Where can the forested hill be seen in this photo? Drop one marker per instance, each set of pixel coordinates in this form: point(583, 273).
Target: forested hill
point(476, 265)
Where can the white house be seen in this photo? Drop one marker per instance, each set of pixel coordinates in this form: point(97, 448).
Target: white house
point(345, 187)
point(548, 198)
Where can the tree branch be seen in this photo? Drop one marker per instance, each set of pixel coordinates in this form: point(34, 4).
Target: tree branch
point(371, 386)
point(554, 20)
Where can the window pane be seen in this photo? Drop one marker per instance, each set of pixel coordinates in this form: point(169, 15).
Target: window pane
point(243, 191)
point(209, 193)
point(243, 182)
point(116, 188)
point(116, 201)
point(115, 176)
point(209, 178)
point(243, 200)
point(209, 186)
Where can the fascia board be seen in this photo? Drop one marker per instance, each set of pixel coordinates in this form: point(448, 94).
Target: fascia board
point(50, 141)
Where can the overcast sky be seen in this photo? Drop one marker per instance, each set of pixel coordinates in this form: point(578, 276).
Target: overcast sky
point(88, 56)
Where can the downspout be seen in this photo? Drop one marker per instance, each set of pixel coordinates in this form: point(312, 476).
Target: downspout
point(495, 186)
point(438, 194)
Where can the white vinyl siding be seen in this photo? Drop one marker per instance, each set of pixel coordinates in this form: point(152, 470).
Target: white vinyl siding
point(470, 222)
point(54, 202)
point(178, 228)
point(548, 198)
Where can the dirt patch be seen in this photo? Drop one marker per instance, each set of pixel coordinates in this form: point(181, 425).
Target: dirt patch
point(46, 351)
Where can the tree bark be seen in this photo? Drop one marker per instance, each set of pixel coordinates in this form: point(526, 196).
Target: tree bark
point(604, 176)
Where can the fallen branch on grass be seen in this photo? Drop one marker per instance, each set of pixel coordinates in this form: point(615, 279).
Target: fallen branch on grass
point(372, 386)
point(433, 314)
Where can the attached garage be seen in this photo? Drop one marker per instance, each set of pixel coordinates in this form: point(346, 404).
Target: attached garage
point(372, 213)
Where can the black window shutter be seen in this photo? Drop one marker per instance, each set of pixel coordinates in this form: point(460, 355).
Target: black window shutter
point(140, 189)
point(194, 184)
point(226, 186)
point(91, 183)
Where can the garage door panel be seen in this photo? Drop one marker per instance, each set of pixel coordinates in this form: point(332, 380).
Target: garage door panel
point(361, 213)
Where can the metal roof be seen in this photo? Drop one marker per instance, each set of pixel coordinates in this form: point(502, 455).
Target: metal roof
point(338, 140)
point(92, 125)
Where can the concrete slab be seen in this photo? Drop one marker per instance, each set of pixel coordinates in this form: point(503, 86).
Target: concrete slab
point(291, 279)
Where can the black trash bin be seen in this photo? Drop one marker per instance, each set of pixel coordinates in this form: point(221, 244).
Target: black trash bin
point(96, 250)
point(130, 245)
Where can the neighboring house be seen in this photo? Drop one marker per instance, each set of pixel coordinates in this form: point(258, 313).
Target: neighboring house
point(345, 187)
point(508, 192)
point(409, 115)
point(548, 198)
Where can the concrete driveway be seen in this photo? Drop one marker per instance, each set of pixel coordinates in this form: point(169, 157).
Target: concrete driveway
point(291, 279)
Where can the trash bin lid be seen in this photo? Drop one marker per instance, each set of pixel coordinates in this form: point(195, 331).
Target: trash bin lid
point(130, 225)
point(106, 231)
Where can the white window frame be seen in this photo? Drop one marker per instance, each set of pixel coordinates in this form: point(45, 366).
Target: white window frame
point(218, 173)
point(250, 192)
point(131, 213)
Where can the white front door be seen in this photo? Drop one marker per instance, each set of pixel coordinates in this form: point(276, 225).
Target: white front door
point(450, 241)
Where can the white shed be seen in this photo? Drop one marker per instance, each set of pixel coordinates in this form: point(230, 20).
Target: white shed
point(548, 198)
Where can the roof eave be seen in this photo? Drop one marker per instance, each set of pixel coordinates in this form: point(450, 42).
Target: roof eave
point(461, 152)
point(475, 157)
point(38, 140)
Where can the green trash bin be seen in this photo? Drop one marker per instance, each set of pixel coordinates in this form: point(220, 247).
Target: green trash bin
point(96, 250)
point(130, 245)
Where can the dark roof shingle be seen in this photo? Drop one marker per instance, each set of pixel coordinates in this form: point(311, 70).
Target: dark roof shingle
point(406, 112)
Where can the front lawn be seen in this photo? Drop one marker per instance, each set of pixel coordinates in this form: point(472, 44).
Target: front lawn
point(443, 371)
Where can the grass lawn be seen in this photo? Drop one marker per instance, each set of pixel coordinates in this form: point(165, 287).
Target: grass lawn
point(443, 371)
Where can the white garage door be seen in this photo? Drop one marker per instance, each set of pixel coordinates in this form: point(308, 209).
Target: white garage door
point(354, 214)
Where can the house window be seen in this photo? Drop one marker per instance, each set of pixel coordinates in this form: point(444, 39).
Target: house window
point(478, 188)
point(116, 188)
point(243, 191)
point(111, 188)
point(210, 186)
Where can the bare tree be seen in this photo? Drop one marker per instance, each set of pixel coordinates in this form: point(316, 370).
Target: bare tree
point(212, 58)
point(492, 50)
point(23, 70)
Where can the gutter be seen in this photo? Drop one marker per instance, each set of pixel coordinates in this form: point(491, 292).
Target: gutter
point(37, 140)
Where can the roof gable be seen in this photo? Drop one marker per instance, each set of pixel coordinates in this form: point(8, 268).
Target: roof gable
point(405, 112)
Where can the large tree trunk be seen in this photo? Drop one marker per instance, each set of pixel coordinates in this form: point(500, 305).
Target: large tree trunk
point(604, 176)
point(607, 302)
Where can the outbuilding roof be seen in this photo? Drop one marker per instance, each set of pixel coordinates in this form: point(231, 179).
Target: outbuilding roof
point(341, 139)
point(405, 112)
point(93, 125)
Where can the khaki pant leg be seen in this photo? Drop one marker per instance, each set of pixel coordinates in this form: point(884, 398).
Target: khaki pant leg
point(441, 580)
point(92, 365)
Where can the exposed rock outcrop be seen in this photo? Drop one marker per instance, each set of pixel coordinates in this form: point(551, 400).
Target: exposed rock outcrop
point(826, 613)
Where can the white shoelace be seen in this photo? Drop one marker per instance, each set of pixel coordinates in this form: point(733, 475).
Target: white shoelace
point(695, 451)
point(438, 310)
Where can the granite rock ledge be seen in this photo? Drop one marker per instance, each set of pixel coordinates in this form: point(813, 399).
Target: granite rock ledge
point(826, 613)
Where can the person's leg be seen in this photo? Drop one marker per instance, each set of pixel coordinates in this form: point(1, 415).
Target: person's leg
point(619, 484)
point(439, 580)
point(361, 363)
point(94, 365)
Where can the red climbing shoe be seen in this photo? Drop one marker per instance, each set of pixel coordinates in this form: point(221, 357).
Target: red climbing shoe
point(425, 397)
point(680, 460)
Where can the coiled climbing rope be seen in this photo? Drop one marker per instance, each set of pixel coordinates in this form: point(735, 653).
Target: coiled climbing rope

**About this exercise**
Scan the entries above and return each line that holds "coiled".

**Response box**
Where can the coiled climbing rope be seen in this photo? Drop one marker per instance, each set of pixel coordinates in this form: point(735, 653).
Target: coiled climbing rope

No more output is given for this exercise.